-- Records supplied follows --
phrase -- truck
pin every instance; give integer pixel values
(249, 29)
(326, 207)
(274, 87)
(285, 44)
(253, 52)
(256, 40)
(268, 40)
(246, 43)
-- Records supplied concluded --
Each line above is to be reproduced exactly. Leave none out.

phrase -- truck
pin every instance; give integer pixel values
(249, 29)
(326, 207)
(274, 87)
(285, 44)
(253, 52)
(256, 40)
(268, 40)
(246, 43)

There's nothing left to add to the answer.